**** Task data ****
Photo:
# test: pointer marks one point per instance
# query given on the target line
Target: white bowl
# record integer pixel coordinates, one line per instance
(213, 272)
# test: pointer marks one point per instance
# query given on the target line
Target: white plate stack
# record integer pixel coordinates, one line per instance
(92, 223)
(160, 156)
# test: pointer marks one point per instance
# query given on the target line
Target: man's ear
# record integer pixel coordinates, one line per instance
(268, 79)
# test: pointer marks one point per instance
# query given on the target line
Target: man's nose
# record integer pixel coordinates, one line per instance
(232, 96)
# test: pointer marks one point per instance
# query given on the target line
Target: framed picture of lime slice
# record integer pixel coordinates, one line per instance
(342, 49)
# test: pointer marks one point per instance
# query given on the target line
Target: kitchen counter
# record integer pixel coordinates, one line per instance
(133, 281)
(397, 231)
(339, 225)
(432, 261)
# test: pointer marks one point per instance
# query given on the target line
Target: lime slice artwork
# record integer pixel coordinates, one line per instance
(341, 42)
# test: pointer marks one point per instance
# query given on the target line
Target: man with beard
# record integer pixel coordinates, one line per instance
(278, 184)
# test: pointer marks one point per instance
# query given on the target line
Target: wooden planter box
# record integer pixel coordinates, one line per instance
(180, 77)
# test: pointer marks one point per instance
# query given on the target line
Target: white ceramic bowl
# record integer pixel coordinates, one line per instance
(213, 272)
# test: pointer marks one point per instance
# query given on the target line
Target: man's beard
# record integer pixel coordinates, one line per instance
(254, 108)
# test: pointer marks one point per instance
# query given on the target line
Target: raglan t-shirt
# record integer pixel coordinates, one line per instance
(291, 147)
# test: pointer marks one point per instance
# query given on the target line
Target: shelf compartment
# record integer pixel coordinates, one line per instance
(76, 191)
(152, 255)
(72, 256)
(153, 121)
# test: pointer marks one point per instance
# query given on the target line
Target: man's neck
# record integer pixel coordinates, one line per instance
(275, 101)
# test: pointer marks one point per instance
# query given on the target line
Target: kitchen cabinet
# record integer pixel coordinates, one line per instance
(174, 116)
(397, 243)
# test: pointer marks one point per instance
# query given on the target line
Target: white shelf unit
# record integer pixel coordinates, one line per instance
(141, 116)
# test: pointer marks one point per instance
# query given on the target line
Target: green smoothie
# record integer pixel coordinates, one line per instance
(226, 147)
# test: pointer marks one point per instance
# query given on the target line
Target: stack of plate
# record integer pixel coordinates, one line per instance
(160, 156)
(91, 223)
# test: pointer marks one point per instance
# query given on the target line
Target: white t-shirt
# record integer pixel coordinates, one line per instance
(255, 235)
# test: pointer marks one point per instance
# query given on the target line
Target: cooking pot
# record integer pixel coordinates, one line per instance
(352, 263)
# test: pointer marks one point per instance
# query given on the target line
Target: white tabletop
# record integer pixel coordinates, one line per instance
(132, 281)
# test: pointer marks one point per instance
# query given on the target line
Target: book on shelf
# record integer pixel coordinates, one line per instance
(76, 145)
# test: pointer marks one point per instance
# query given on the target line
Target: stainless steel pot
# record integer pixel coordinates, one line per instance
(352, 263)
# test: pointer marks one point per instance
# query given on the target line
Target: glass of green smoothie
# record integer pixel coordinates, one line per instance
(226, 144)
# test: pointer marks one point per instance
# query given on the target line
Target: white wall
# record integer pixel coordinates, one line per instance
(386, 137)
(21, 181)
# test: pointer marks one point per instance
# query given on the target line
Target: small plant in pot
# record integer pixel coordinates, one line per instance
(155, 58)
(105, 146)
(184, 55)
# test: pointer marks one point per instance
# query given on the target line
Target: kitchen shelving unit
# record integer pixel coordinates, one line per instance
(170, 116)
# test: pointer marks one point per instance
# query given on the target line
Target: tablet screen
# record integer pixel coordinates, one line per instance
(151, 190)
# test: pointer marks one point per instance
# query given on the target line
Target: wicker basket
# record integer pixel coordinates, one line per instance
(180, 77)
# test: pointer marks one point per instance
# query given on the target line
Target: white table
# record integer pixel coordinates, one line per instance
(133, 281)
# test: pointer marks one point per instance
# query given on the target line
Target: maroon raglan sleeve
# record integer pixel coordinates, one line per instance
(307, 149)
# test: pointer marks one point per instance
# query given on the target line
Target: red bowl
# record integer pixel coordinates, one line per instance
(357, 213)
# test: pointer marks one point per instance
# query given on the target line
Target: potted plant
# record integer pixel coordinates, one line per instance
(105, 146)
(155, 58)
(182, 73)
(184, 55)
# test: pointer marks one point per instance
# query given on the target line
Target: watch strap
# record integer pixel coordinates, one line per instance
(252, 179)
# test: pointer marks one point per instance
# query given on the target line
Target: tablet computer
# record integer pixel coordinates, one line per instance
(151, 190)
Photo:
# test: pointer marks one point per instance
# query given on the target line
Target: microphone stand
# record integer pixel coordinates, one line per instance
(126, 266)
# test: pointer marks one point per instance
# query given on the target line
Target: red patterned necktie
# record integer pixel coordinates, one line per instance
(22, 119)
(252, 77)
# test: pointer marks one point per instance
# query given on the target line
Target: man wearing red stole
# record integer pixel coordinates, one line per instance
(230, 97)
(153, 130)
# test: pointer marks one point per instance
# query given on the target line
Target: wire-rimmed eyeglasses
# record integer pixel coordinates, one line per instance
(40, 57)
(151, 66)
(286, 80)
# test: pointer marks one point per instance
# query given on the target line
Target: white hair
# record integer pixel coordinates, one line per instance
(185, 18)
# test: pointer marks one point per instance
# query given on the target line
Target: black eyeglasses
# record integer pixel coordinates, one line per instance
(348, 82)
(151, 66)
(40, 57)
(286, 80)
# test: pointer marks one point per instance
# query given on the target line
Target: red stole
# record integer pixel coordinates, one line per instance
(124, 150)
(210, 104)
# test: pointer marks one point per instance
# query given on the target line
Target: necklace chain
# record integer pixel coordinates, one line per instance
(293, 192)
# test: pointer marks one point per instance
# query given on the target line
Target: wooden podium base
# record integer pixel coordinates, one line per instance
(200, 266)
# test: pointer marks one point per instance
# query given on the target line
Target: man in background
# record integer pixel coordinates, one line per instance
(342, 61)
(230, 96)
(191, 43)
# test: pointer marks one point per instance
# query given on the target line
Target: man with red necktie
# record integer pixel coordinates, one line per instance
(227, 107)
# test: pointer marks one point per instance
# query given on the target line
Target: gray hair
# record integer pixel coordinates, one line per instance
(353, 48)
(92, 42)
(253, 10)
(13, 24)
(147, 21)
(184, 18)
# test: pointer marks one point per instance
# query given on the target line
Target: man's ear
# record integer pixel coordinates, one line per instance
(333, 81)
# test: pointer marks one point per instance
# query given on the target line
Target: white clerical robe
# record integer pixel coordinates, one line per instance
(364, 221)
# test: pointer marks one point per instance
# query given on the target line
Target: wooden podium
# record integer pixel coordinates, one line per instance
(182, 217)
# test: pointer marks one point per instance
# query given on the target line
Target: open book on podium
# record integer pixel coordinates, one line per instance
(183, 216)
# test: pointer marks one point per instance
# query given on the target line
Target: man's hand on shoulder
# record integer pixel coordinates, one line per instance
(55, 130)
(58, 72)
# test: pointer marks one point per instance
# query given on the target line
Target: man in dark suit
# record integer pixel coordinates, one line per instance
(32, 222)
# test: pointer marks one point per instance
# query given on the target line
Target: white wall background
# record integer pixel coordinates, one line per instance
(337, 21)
****
Task >> How many lines in the material above contain the word "necktie"? Reply with the number alone.

Correct answer >> 2